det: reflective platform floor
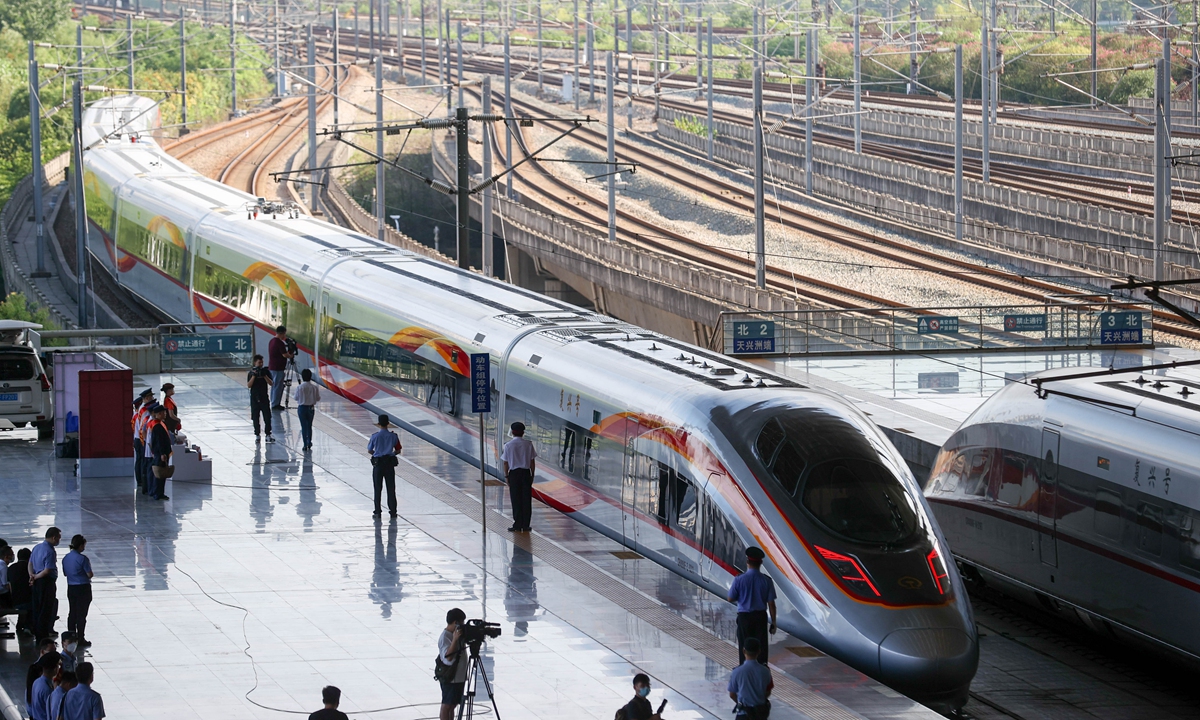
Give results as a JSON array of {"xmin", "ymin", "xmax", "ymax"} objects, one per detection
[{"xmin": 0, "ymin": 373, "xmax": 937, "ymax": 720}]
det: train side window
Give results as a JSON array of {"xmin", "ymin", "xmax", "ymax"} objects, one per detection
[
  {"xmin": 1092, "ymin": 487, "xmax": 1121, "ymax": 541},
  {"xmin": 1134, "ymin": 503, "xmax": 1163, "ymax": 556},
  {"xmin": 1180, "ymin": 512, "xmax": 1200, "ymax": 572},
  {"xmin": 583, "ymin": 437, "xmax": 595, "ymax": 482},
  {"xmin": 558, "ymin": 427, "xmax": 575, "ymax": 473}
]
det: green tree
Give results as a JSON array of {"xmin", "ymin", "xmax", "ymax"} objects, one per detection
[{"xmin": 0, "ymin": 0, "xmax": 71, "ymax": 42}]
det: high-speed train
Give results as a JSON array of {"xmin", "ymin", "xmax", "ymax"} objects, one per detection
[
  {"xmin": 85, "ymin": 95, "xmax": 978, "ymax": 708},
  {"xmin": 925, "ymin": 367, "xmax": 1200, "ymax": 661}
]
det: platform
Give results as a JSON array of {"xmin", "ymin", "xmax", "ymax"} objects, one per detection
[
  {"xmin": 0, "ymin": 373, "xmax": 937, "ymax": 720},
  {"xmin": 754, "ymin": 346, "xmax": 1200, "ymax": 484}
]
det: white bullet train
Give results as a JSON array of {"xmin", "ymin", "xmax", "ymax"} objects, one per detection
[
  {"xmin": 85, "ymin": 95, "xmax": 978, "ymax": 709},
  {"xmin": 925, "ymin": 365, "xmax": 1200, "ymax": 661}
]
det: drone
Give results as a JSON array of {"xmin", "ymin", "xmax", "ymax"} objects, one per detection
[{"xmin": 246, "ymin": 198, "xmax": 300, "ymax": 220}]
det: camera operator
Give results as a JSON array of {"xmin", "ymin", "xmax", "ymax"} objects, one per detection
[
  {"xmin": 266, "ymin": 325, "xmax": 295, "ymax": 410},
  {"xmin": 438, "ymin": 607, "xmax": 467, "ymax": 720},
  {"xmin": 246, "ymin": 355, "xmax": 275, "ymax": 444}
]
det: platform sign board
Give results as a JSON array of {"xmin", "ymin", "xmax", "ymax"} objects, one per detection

Directions:
Recast every line of the records above as a Markdown table with the columns "Row" and "Line", numbering the rows and leaving out blank lines and pictures.

Reply to the task:
| Row | Line |
|---|---|
| 1 | det: reflective platform floor |
| 2 | Give results as a JSON array of {"xmin", "ymin", "xmax", "ymax"} objects, one per detection |
| 3 | [{"xmin": 0, "ymin": 373, "xmax": 937, "ymax": 720}] |
| 4 | det: train side window |
| 5 | Give results as a JSON array of {"xmin", "ymin", "xmax", "ymax"} objects, one per detection |
| 6 | [ |
| 7 |   {"xmin": 1092, "ymin": 487, "xmax": 1121, "ymax": 541}, |
| 8 |   {"xmin": 1134, "ymin": 503, "xmax": 1163, "ymax": 556}, |
| 9 |   {"xmin": 1180, "ymin": 512, "xmax": 1200, "ymax": 572}, |
| 10 |   {"xmin": 583, "ymin": 437, "xmax": 595, "ymax": 482}, |
| 11 |   {"xmin": 558, "ymin": 427, "xmax": 575, "ymax": 473} |
| 12 | ] |
| 13 | det: green tree |
| 14 | Give results as a JSON array of {"xmin", "ymin", "xmax", "ymax"} objects, one per detection |
| 15 | [{"xmin": 0, "ymin": 0, "xmax": 71, "ymax": 42}] |
| 16 | det: high-speed train |
| 17 | Give results as a JSON array of {"xmin", "ymin", "xmax", "ymax"} objects, one per detection |
| 18 | [ |
| 19 |   {"xmin": 85, "ymin": 95, "xmax": 978, "ymax": 708}, |
| 20 |   {"xmin": 925, "ymin": 367, "xmax": 1200, "ymax": 661} |
| 21 | ] |
| 22 | det: platform |
| 23 | Give results as a JSON array of {"xmin", "ymin", "xmax", "ymax"} objects, one per detection |
| 24 | [ |
| 25 |   {"xmin": 0, "ymin": 373, "xmax": 937, "ymax": 720}, |
| 26 |   {"xmin": 754, "ymin": 346, "xmax": 1200, "ymax": 484} |
| 27 | ] |
| 28 | det: white bullet train |
| 29 | Give results as a JSON array of {"xmin", "ymin", "xmax", "ymax"} objects, one per detection |
| 30 | [ |
| 31 |   {"xmin": 85, "ymin": 95, "xmax": 978, "ymax": 709}, |
| 32 |   {"xmin": 925, "ymin": 365, "xmax": 1200, "ymax": 661} |
| 33 | ] |
| 34 | det: drone |
| 35 | Give results as a JSON array of {"xmin", "ymin", "xmax", "ymax"} objects, one per detection |
| 36 | [{"xmin": 246, "ymin": 198, "xmax": 300, "ymax": 220}] |
| 37 | det: camera operator |
| 38 | Give results as a JSON array of {"xmin", "ymin", "xmax", "ymax"} objects, one per detection |
| 39 | [ |
| 40 |   {"xmin": 266, "ymin": 325, "xmax": 295, "ymax": 410}, |
| 41 |   {"xmin": 438, "ymin": 607, "xmax": 467, "ymax": 720}, |
| 42 |   {"xmin": 246, "ymin": 355, "xmax": 275, "ymax": 444} |
| 43 | ] |
| 44 | det: platform sign board |
| 45 | Give results as a JSON array of {"xmin", "ymin", "xmax", "ymax"} objects, one per detection |